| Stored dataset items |
• • • •

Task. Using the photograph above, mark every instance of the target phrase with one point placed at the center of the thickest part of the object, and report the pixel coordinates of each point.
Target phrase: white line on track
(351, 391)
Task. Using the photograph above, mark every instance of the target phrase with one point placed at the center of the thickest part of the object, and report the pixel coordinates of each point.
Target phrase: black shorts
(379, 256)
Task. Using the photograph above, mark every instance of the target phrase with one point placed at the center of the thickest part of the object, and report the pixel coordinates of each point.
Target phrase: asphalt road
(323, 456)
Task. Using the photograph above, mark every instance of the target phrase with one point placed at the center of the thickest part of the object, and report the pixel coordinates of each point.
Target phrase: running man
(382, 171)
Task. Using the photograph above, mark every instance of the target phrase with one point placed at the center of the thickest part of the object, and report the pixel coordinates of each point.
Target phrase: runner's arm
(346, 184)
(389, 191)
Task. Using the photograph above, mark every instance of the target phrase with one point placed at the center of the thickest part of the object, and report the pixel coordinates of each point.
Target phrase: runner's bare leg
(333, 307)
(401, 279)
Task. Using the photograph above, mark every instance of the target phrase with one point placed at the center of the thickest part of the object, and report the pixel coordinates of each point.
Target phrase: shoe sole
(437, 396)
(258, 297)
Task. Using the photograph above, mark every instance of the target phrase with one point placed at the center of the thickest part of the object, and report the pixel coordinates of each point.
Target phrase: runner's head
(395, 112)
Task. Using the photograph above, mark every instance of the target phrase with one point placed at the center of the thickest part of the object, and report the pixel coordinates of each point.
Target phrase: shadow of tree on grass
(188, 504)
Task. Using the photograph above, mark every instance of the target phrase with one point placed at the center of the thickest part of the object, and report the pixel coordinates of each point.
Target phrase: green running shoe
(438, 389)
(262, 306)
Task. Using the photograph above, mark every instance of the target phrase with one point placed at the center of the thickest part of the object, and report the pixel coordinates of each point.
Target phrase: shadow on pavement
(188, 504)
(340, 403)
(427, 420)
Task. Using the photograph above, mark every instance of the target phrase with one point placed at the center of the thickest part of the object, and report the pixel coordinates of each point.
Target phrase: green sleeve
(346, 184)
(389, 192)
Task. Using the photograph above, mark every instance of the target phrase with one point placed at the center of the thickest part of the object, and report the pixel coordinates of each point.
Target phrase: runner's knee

• • • •

Please return the data above exactly as given.

| SOLUTION FOR THIS TASK |
Task. Using the photograph above, mark every instance of the target phrase with one point placed at the center of the thickest part of the object, and report the pixel coordinates of each point.
Target phrase: white line on track
(351, 391)
Task. Using the photograph above, mark every instance of the target phrase with one point placed at the center of the thickest part of the object, and report the pixel coordinates of each point.
Target phrase: black shorts
(379, 256)
Task. Using the photograph above, mark every instance of the target phrase with one point placed at the center of the thickest part of the object, and report the pixel coordinates of each point.
Target phrase: asphalt road
(323, 456)
Task. Using the photograph above, mark every instance of the target phrase with one point placed at the center of the thickest part of the object, and report the pixel coordinates of each point.
Target phrase: running man
(382, 171)
Task. Using the photograph above, mark every instance of the target phrase with one point placed at the center of the thickest part of the object, and report the pixel coordinates of each point.
Target phrase: runner's arm
(346, 184)
(389, 191)
Task. Using the photograph above, mark every instance of the target phrase with one point placed at the center of the thickest part of the object, and report the pixel coordinates of each point.
Target phrase: runner's bare leg
(333, 307)
(401, 279)
Task. Using the photograph above, mark every instance of the target phrase with one point placed at the center of the thickest part of the object, and report the pixel coordinates of each point.
Target phrase: shoe sole
(437, 396)
(258, 297)
Task. Using the photograph above, mark every instance of the target phrase with one point placed at the center of the thickest part of the object, and report the pixel coordinates of each point.
Target phrase: runner's head
(395, 112)
Task. Using the photograph above, mark every instance of the target phrase with one point placed at the center of the thickest part of the object, and report the pixel coordinates of each point.
Target phrase: shadow of tree on grass
(188, 504)
Task. Using the photograph above, mark every instance of the target phrase with one point placed at the center of the thickest part of the object, and report the pixel coordinates of each point.
Target phrase: green running shoe
(438, 389)
(262, 306)
Task. Using the photograph above, mark every instance of the target phrase with one point placed at the center of the thickest part of the object, and report the pixel coordinates of each point.
Target phrase: shadow on pavement
(188, 504)
(340, 403)
(427, 420)
Task. Using the photograph above, mark every instance of the target phrase with one point placed at the center of the thickest part of the object, and report the pixel coordinates of each point.
Target phrase: green sleeve
(346, 184)
(389, 192)
Task. Using the photograph above, mark every instance of the target phrase with one point placed at the center of the thickest part of the object, and report the pixel coordinates of each point.
Target phrase: runner's knee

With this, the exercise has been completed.